_Korte opdracht_: Hervat het artikel over de energietransitie in Zeeland direct na de laatste zin die wordt getoond.

Zoeken

Energietransitie in Zeeland: ‘Parijs op z’n Zeeuws’

In de aanloop naar de Provinciale Statenverkiezingen op 15 maart 2023, zet EnergiePodium tijdens een korte serie enkele provincies in de schijnwerpers. Centraal staat de energietransitie. Wat gaat goed, wat kan beter? Energiegedeputeerde Jo-Annes de Bat roemt het Zeeuws Energie Akkoord (ZEA) en pleit ervoor om de focus te verschuiven van het maken van nieuwe plannen naar de uitvoering.

Wat ligt er meer voor de hand dan dit artikel over de energietransitie in Zeeland te beginnen met de Watersnoodramp? Eind januari/begin februari was het zeventig jaar geleden dat het zuidwesten van Nederland werd getroffen door de fatale stormvloed, een trieste mijlpaal waar op veel plaatsen en momenten uitvoerig bij werd stilgestaan. De Watersnoodramp kostte ruim 1.800 mensen het leven en leidde uiteindelijk tot het Deltaplan. Ondanks een sterk verbeterde kustverdediging met hogere dijken en zware stormvloedkeringen, lijken de fameuze Deltawerken die daaruit voortvloeiden bijna zeventig jaar later alweer achterhaald. Door de opwarming van de aarde stijgt immers de zeespiegel, een verontrustende ontwikkeling die het best kan worden afgeremd door fossiele energie te vervangen door duurzame, hernieuwbare energie.

Dat Zeeuwen als geen ander weten dat je het wassende water nooit moet onderschatten zou het grote draagvlak voor de energietransitie kunnen verklaren, maar Jo-Annes de Bat wuift die veronderstelling gedecideerd weg. “Dat is veel te kort door de bocht”, verzekert de 42-jarige zoon van een akkerbouwer/fruitteler/veehouder op Zuid-Beveland. “Dat Zeeland in maart 2020 als eerste RES-regio in Nederland de Regionale Energiestrategie (RES) 1.0 gereed had, was vooral te danken aan het Zeeuws Energie Akkoord (ZEA). Op initiatief van Stedin, Impuls Zeeland, de provincie Zeeland, de Vereniging van Zeeuwse Gemeenten en Waterschap Scheldestromen, werd met het ZEA al in 2018 een goede basis gelegd voor een intensieve en effectieve samenwerking. En daarmee voor de energietransitie. Anno 2023 zijn er meer dan honderd Zeeuwse partijen bij het platform aangesloten, waaronder maatschappelijke organisaties, bedrijven en burgers. ‘Parijs op z’n Zeeuws’ noemen we het.”

“Met het Zeeuws Energie Akkoord werd al in 2018 goede basis gelegd voor intensieve en effectieve samenwerking”

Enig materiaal
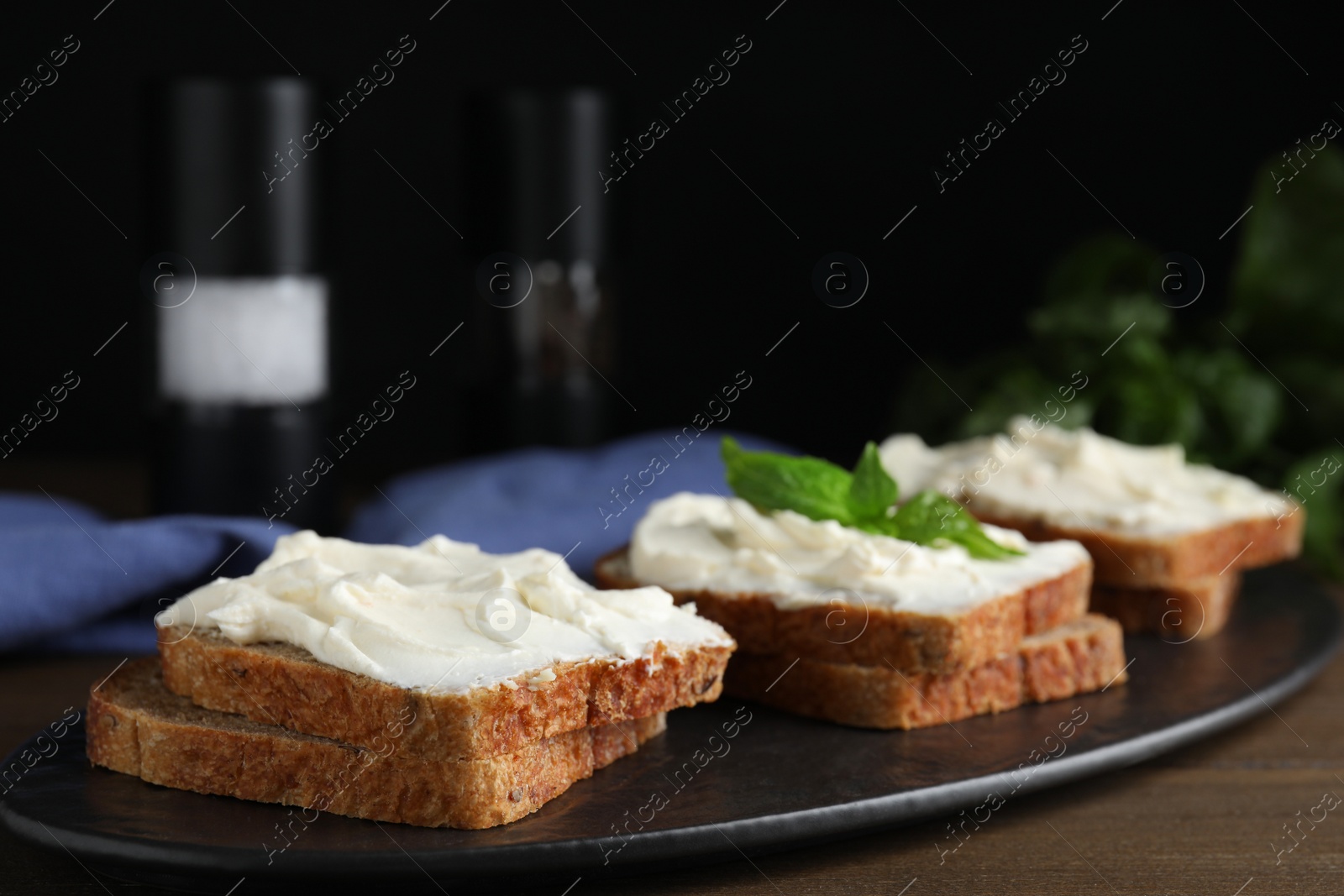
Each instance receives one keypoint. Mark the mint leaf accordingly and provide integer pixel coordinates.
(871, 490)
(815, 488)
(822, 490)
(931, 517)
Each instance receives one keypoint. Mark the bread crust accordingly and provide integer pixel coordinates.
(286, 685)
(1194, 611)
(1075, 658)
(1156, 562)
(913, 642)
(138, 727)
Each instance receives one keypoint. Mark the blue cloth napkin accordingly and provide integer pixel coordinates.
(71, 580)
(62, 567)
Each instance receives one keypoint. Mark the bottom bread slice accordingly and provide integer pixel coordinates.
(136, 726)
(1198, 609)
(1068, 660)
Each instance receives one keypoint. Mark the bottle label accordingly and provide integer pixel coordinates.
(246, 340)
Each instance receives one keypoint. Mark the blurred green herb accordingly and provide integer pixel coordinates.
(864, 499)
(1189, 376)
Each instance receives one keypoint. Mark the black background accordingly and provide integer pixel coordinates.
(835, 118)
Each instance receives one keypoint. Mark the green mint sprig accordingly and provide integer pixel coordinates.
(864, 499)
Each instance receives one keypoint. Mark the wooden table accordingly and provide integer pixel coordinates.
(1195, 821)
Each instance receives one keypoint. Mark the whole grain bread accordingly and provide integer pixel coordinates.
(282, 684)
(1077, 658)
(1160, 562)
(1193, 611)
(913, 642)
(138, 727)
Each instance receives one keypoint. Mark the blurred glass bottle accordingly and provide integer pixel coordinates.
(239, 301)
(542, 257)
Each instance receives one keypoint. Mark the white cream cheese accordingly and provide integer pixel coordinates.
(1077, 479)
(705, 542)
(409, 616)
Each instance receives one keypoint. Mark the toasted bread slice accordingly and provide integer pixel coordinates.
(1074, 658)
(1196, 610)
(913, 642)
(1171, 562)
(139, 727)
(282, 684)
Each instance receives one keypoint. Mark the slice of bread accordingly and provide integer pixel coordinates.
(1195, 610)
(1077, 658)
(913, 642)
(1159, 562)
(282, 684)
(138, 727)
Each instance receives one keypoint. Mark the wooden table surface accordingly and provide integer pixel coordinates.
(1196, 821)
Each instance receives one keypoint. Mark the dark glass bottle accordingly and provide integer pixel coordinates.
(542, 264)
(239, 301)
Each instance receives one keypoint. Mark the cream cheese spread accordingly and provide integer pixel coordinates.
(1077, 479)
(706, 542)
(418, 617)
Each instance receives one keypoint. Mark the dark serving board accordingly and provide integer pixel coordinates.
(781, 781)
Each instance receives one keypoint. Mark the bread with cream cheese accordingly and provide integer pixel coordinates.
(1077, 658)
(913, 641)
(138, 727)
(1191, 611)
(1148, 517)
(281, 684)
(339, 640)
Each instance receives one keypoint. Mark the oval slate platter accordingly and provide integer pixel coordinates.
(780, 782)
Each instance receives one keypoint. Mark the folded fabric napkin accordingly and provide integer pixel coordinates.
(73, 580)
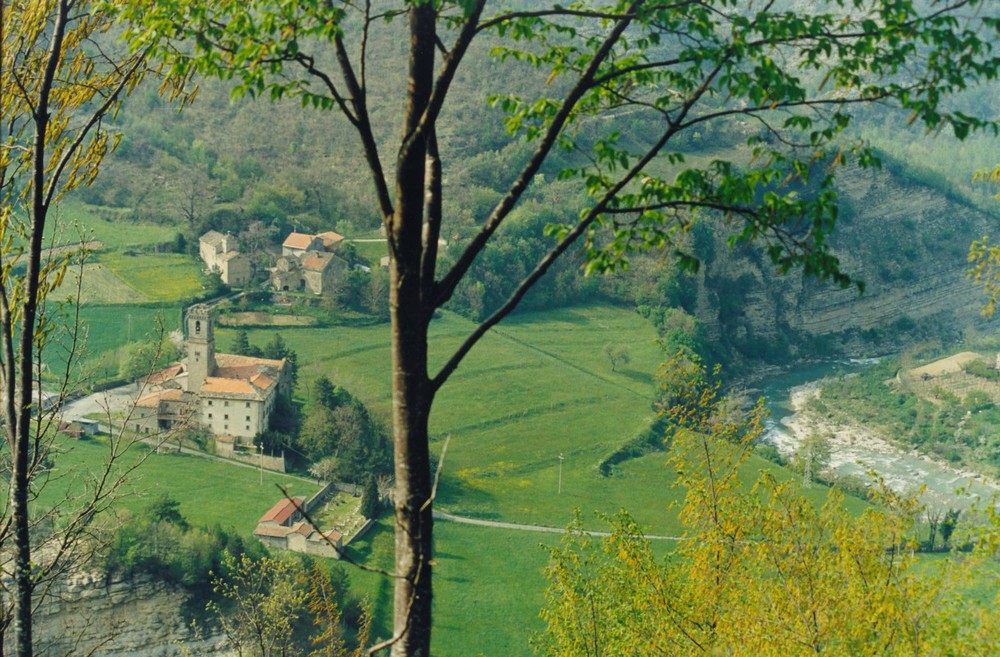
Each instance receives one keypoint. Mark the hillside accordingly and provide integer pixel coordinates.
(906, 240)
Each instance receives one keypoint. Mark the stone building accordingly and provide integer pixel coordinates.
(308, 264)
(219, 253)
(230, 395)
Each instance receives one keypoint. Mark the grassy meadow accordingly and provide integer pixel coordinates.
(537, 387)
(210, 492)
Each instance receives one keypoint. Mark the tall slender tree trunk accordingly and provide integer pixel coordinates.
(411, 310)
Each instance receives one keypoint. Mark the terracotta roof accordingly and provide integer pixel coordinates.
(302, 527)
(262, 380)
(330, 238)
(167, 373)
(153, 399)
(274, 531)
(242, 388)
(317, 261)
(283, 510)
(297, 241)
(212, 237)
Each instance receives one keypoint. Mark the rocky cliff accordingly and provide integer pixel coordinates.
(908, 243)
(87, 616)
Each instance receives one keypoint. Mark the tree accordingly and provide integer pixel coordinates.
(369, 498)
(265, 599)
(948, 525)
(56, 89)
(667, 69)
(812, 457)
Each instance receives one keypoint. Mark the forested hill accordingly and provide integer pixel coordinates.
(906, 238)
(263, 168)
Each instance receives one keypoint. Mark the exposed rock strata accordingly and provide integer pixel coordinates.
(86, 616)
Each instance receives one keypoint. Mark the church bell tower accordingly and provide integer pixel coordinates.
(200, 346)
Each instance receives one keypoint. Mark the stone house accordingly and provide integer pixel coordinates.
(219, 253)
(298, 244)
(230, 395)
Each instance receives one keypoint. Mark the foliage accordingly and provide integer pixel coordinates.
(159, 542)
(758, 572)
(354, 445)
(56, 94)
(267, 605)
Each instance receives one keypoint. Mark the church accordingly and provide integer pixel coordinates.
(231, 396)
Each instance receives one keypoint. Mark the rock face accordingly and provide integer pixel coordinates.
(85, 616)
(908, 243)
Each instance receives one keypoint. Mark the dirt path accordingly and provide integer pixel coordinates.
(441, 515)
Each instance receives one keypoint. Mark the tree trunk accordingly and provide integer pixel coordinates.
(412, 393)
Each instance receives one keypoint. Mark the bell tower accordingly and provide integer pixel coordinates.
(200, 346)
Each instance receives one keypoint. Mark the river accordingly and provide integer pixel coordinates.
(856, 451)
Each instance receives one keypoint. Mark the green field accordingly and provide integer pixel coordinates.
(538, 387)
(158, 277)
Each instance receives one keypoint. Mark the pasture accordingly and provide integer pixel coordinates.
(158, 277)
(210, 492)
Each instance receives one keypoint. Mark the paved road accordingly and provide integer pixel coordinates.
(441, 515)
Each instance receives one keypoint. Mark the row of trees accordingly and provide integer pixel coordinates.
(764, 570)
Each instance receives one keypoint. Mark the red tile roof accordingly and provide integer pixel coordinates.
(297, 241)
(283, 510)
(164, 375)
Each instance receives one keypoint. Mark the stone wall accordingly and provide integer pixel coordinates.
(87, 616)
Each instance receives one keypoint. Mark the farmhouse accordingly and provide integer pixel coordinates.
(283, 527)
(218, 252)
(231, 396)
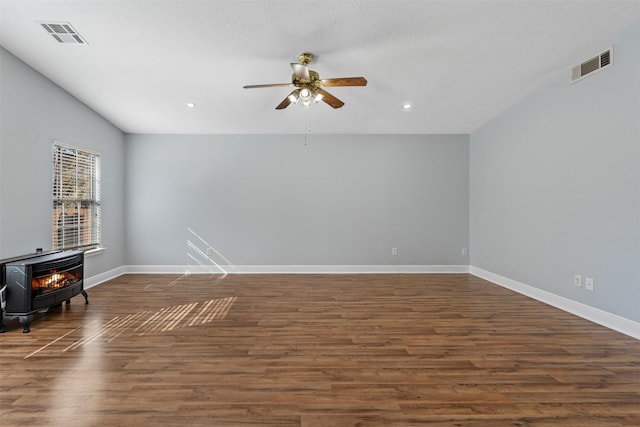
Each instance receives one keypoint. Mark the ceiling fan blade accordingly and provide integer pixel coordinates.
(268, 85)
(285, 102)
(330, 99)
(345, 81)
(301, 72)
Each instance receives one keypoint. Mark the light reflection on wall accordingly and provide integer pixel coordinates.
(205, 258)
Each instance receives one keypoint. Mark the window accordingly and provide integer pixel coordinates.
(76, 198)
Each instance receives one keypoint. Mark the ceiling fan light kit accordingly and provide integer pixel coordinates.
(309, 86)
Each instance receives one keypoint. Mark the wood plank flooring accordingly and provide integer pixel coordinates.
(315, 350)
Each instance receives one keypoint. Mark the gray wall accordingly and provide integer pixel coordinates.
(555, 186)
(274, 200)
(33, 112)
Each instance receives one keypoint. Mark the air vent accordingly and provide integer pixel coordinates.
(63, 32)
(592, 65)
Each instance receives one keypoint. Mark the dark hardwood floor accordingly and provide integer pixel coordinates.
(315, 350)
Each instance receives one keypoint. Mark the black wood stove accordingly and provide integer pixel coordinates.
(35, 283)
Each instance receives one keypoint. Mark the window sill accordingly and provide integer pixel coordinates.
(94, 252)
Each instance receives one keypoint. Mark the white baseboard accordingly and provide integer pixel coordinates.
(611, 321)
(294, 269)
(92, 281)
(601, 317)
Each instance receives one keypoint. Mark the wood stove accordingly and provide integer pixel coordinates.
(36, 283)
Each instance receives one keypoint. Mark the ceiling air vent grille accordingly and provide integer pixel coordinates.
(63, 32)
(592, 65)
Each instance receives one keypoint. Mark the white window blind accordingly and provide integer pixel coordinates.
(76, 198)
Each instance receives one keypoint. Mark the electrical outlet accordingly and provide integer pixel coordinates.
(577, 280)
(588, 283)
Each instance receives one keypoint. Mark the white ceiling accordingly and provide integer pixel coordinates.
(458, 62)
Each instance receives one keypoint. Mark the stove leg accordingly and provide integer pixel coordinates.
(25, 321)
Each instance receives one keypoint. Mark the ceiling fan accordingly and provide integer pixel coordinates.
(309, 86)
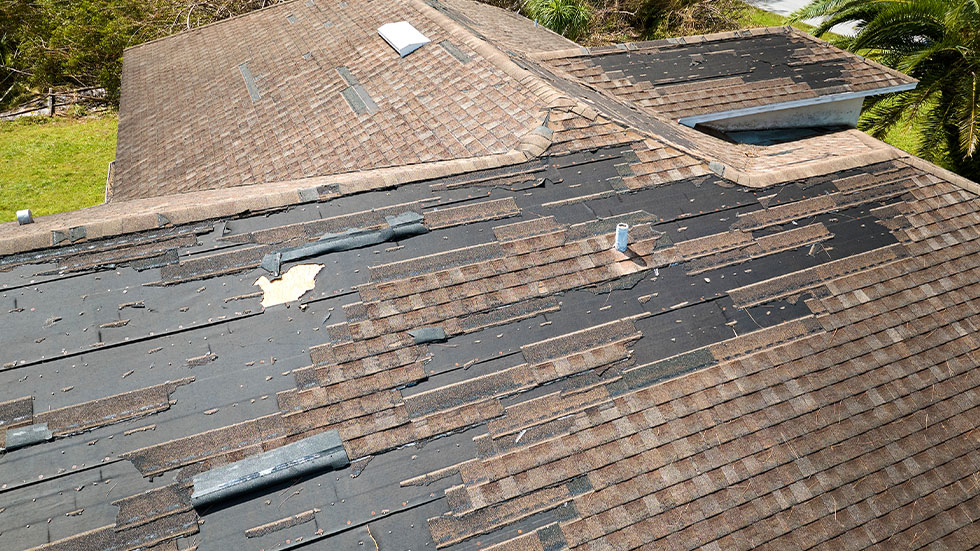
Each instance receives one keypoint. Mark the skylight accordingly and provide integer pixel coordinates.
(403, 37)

_Resultaat_:
De Bat omschrijft zichzelf als ‘een echte Zeeuw’. Hij was van 2010 tot 2015 CDA-wethouder in Goes, is sinds 2015 als gedeputeerde een vaste waarde in het provinciebestuur en staat bekend om zijn vermogen om partijen bij elkaar te brengen én te houden. Dat geldt ook voor het ZEA: dankzij dat samenwerkingsplatform verliep de totstandkoming van de RES 1.0 volgens de gedeputeerde relatief soepel, ook al omdat in de provinciale Omgevingsverordening al duidelijke ruimtelijke keuzes waren gemaakt. “Mensen wisten daardoor waar ze aan toe waren, bijvoorbeeld op het gebied van windenergie. Binnen de aangewezen concentratielocaties is tot 2030 ruimte genoeg voor nog eens 700 MW aan windenergie. Bij zonne-energie ligt de focus op kleinschalige en grootschalige projecten op daken. Met zonneparken op agrarische grond zijn we als provincie terughoudend, omdat we heel zuinig zijn op het Zeeuwse landschap en de agrarische sector. Er is wel ruimte voor zonneparken, maar op locaties die zich bijvoorbeeld op een bedrijventerrein of bij een knooppunt in het elektriciteitsnetwerk bevinden. Dat laatste is ook een voorwaarde om nog meer knelpunten in het midden- en laagspanningsnet te voorkomen.”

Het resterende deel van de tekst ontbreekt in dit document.